___ Stored records

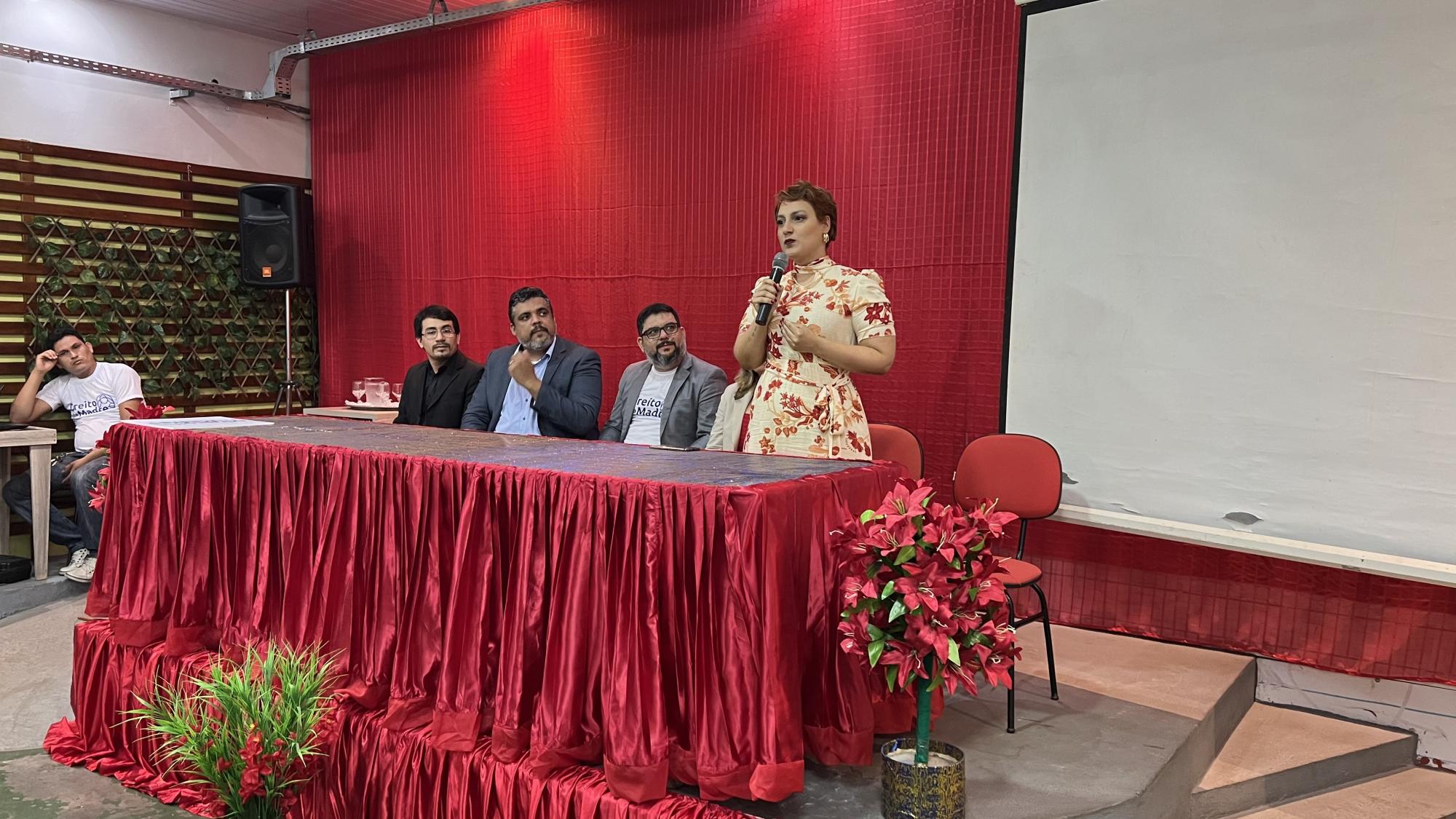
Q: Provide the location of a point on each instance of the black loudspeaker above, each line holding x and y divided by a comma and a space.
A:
274, 231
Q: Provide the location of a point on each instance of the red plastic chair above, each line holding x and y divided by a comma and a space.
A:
1024, 475
889, 442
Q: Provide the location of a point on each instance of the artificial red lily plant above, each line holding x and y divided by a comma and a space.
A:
924, 598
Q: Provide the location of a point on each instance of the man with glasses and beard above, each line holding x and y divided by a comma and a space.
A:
544, 385
670, 398
439, 388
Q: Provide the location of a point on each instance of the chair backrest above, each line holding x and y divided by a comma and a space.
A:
889, 442
1023, 471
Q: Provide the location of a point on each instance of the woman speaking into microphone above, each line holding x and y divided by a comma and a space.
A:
826, 321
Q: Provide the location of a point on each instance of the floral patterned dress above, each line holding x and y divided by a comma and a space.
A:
803, 405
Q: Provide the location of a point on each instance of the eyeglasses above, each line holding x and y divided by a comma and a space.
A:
654, 333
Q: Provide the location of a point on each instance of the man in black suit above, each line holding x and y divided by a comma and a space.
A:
439, 388
544, 385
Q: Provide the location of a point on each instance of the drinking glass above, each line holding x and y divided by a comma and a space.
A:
378, 391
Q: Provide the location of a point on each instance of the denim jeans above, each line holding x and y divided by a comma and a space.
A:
85, 531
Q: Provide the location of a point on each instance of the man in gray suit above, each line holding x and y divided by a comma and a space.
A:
541, 387
670, 398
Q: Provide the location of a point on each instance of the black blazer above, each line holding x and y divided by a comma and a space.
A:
462, 376
567, 405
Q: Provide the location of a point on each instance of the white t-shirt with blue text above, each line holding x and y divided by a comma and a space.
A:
94, 401
647, 414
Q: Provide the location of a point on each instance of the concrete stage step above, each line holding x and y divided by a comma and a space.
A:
1282, 753
1136, 727
1415, 793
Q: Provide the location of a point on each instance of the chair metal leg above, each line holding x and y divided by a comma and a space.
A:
1046, 624
1011, 689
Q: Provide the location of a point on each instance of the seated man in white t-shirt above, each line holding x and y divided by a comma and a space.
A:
670, 398
98, 394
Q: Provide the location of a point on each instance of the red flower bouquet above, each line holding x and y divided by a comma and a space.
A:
924, 599
98, 493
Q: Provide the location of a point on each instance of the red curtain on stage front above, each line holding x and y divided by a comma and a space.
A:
625, 152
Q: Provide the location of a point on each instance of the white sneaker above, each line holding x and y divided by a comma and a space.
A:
78, 560
85, 571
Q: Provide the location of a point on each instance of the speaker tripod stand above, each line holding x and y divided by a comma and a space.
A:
288, 388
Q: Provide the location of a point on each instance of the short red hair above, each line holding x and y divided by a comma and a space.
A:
819, 199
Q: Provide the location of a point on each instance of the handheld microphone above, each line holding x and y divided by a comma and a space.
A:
781, 261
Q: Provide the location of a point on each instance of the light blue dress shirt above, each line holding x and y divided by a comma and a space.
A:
518, 416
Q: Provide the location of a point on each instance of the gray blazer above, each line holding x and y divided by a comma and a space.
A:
569, 401
691, 407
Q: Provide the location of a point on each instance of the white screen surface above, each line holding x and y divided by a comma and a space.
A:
1235, 264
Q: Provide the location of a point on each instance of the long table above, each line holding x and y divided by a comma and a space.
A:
669, 615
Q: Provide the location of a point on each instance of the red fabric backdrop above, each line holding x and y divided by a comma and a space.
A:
624, 152
621, 152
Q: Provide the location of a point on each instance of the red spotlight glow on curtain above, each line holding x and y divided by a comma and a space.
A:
625, 152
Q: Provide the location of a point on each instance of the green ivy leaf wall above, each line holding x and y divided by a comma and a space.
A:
171, 304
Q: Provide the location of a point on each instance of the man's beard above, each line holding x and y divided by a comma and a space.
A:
668, 362
538, 344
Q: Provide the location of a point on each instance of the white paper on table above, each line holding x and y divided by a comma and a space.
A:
199, 423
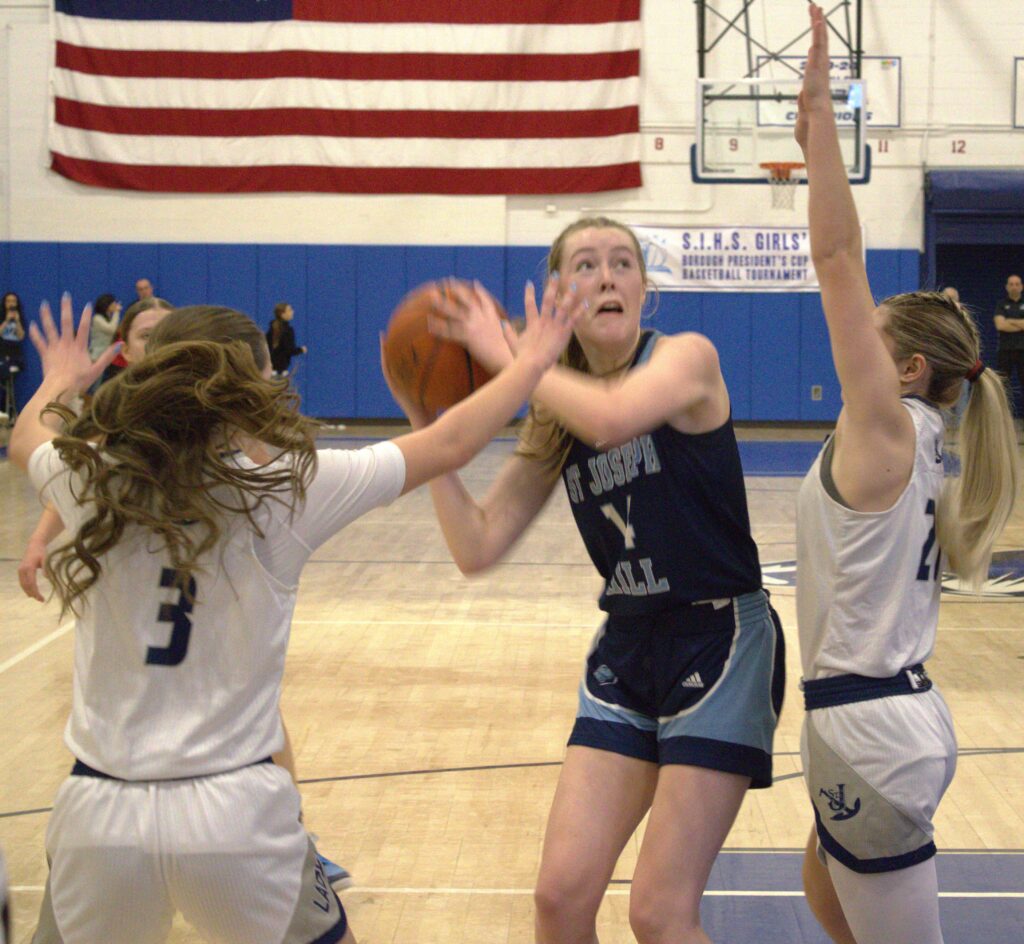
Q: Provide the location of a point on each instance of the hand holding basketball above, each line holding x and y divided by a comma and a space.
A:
426, 373
467, 312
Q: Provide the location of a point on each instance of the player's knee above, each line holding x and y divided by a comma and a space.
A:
823, 903
662, 918
566, 894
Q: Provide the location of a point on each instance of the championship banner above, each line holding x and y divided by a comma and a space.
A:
728, 258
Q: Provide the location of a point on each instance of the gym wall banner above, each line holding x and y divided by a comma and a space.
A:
728, 258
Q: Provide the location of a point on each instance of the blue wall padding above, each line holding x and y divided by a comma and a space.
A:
773, 346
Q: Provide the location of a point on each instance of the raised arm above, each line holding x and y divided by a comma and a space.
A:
67, 371
866, 371
35, 552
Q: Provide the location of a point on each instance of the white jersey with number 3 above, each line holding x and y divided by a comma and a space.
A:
168, 688
868, 583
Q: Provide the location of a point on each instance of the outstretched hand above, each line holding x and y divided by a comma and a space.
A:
469, 314
815, 92
65, 351
548, 331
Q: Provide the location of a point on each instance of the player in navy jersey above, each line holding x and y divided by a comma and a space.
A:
683, 685
876, 524
194, 496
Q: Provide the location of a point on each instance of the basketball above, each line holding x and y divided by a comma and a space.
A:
432, 372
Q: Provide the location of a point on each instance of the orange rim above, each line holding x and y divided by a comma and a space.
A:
780, 170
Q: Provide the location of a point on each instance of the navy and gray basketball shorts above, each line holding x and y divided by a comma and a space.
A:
700, 685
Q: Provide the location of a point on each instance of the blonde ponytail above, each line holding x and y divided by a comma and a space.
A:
976, 506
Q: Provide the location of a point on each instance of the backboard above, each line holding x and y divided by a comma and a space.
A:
743, 123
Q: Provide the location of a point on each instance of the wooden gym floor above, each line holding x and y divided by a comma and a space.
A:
429, 714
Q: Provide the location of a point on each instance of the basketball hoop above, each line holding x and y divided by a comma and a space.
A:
782, 183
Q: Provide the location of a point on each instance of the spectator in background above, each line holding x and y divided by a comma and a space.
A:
281, 339
138, 322
105, 317
11, 336
1010, 325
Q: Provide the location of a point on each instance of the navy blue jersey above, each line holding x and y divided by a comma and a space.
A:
664, 516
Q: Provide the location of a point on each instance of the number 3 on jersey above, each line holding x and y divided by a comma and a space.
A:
176, 614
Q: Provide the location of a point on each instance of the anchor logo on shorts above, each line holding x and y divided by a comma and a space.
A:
837, 803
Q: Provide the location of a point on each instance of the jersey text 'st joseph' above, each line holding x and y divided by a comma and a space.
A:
664, 516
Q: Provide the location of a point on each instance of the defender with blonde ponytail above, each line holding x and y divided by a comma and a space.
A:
194, 496
876, 519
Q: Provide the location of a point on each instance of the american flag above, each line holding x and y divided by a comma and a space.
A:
373, 96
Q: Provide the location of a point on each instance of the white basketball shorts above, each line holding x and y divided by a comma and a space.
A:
227, 851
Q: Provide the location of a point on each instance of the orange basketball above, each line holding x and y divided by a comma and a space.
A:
432, 372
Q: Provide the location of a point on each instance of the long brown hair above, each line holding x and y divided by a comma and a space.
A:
154, 448
977, 504
543, 438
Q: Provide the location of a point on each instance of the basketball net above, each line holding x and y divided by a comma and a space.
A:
783, 184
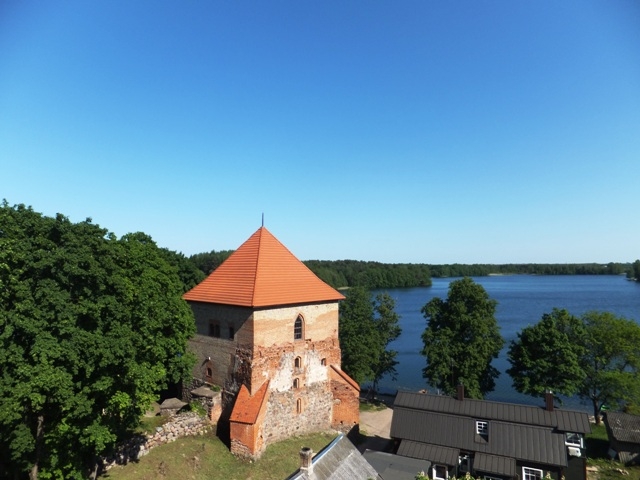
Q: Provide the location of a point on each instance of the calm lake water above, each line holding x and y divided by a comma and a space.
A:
522, 300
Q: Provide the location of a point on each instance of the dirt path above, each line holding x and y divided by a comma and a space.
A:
375, 426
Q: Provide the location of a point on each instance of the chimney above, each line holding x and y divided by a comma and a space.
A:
306, 454
460, 392
548, 400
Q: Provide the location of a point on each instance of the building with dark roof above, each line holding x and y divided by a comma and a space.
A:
488, 439
623, 430
267, 334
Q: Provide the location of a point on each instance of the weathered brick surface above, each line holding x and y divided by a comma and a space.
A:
304, 397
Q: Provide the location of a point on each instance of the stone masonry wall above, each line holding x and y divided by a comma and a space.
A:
181, 425
282, 419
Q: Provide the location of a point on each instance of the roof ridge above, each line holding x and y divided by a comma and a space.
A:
257, 265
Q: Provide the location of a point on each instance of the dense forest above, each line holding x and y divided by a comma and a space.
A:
374, 275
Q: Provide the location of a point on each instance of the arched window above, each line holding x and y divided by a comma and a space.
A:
208, 371
298, 328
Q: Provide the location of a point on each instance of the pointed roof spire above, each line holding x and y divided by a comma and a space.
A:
262, 272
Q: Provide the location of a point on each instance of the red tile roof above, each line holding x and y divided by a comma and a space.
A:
262, 272
247, 408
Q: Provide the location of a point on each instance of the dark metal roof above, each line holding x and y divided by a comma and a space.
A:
494, 464
624, 427
522, 442
563, 420
433, 453
395, 467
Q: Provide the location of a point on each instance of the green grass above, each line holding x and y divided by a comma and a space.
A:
597, 446
372, 406
206, 457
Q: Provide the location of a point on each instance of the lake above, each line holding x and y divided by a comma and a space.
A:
522, 300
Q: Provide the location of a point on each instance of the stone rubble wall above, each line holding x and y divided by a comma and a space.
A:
181, 425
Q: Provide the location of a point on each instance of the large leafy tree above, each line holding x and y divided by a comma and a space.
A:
388, 329
91, 327
596, 357
461, 339
611, 361
367, 326
547, 355
358, 337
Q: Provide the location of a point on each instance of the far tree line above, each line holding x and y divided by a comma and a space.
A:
93, 327
376, 275
595, 356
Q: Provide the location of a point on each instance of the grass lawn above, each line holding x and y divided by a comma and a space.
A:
597, 444
372, 406
206, 457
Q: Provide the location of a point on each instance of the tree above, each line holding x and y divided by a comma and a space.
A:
357, 334
91, 327
208, 262
634, 271
388, 329
547, 355
367, 327
611, 361
461, 339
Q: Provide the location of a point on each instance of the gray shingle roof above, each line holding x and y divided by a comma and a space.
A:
523, 442
495, 464
563, 420
395, 467
433, 453
339, 460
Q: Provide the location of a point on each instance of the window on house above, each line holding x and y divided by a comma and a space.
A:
214, 330
482, 428
464, 463
439, 472
531, 473
298, 328
573, 439
208, 371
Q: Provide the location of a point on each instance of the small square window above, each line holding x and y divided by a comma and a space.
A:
573, 439
531, 473
214, 330
439, 472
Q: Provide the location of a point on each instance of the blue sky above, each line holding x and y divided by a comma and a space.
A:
410, 131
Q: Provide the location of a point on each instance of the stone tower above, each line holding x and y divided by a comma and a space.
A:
267, 334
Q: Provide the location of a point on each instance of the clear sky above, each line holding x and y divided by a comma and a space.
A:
407, 131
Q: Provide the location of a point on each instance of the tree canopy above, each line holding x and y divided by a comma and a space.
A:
367, 326
547, 356
596, 357
91, 328
611, 361
461, 339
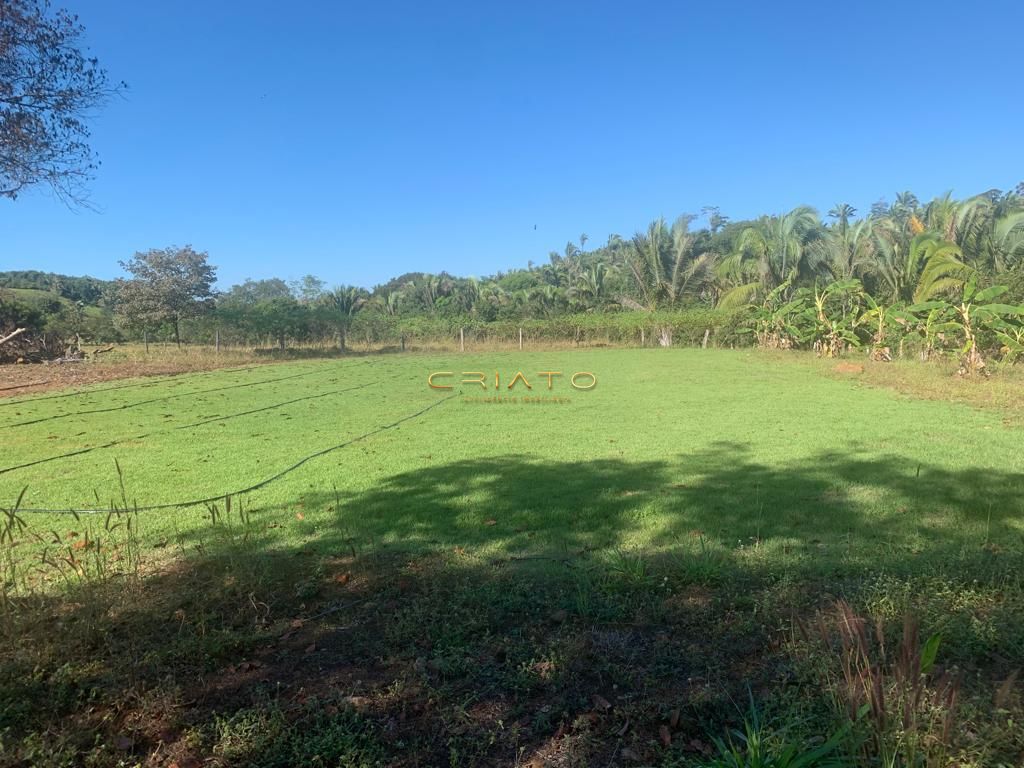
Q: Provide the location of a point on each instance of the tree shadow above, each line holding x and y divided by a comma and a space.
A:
518, 504
493, 610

______

Beginning at the line that contains "the stone tower", copy each remaining line of the records exactly, through the final one. Omit the pictures.

▶ Response to this task:
Q: Provide the location of a point on each instance of the stone tower above, each line holding x and y divided by a comma and a space.
A:
267, 334
Q: Provide the location of a point on each instance of the clear sky above, each line holding x and y divided by a comma and a space.
A:
407, 131
Q: Provide the location of a point on each instance of the tree canopy above, each line holding x and y divided by a comma and a space.
A:
367, 326
547, 356
596, 357
91, 328
611, 361
461, 339
Q: Provide the location of a point on each instance of the tree shadow above, each line holding x and y divided by a comma and a space.
A:
518, 504
493, 610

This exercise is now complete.